Text segment ->
***

The knowledge on the distribution of individual species is sparse and will be a major challenge for the future. Although a global census has been made on soil ciliates (Chao et al. 2006), many habitats and large regions of the Earth have never been carefully analysed for protists. Thus, Foissner, Chao, and Katz (2008) calculated that over 80% of the ciliate diversity is still undescribed.

The new ciliate described herein is from floodplain soil, an almost untouched, highly diverse global biotope possibly containing thousands of undescribed protist species. This is not a speculation: Foissner et al. (2008) discovered 137 undescribed ciliate species in 13 soil samples from just nine floodplain sites. Such figures are sustained by the floodplain sample that contained S. terricola n. g., n. sp.: we found 150 ciliate species, of which more than 40 were undescribed. Thus, we disagree with Finlay et al. (1996) and Finlay (2001) that global free-living ciliate diversity amounts to only about 3,000 species, and the majority of ciliates has been already described. Our doubts are corroborated by the simple fact that only a few specialists have provided excellent descriptions of nearly 300 new ciliate species between 1996 and 2008 (for reviews, see the Zool. Record).

***

Task prompt -> In the passage on ciliate diversity, reproduce the text from "The knowledge on" to "is still undescribed.", swapping "sparse" for "limited".

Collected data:
***

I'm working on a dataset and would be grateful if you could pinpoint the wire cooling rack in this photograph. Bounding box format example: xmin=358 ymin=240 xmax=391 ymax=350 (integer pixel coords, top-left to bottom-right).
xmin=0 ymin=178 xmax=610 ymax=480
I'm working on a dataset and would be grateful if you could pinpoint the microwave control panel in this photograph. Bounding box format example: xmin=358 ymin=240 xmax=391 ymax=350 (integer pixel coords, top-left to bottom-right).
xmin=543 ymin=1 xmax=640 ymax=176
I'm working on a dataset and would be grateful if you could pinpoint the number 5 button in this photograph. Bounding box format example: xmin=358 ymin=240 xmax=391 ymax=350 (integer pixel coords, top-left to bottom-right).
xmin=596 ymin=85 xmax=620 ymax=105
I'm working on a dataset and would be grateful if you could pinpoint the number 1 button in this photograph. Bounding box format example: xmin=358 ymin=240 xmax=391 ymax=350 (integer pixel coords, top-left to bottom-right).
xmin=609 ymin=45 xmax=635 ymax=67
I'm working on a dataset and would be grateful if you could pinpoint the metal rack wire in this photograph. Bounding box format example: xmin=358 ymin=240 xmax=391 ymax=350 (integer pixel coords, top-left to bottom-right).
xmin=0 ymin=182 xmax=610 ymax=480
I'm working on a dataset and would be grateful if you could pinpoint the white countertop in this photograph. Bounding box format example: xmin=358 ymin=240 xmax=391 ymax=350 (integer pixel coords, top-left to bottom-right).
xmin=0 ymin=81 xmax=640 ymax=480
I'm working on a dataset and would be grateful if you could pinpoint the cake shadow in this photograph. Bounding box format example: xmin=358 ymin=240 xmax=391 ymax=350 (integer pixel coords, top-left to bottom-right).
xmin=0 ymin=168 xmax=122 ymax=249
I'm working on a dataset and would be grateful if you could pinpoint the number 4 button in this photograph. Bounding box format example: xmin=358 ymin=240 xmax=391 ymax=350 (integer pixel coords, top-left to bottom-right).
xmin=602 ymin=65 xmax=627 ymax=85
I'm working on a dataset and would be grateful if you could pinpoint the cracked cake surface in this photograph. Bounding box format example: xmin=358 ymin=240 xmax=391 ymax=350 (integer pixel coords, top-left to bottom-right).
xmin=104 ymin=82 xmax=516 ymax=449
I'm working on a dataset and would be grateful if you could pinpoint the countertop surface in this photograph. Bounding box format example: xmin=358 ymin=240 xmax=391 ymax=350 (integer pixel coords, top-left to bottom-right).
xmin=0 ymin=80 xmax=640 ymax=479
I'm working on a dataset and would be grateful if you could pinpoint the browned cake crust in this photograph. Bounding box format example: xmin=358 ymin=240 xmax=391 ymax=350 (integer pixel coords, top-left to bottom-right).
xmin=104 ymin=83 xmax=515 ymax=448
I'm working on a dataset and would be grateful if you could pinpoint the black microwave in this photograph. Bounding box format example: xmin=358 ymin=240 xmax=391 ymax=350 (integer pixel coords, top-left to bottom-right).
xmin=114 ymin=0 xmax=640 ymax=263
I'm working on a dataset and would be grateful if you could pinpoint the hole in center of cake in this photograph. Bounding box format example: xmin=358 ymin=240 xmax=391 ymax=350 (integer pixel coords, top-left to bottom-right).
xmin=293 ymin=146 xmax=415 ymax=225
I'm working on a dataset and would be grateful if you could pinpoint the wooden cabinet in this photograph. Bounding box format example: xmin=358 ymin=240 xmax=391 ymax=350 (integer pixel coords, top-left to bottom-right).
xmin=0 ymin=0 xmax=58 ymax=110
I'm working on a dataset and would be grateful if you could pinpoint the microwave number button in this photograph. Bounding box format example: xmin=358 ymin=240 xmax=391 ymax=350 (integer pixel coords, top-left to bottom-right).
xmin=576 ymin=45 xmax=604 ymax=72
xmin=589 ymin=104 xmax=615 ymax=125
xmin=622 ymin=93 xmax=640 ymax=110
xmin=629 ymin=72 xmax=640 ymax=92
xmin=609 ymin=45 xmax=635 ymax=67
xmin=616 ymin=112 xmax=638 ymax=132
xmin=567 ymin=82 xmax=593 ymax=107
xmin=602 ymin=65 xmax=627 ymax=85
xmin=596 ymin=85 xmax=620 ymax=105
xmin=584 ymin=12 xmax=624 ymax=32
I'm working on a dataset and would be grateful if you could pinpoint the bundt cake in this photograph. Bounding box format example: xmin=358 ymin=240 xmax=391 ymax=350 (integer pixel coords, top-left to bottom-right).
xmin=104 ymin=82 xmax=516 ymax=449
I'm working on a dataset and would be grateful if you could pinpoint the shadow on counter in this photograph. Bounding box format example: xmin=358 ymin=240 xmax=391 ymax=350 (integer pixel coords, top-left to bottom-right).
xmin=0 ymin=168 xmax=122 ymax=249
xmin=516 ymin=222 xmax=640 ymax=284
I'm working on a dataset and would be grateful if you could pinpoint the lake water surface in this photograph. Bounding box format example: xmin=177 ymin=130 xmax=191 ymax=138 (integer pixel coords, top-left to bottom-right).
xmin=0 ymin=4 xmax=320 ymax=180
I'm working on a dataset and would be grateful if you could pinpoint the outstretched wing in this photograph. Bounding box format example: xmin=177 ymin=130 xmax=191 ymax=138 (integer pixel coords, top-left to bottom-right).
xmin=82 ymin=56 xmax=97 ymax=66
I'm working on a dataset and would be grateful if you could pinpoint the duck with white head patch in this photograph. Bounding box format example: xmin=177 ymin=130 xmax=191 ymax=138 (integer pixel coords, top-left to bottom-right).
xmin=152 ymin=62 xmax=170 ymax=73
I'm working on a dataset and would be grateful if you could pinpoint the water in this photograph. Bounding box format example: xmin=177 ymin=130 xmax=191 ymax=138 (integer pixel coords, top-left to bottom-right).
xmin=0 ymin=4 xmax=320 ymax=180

***

Reply ->
The knowledge on the distribution of individual species is limited and will be a major challenge for the future. Although a global census has been made on soil ciliates (Chao et al. 2006), many habitats and large regions of the Earth have never been carefully analysed for protists. Thus, Foissner, Chao, and Katz (2008) calculated that over 80% of the ciliate diversity is still undescribed.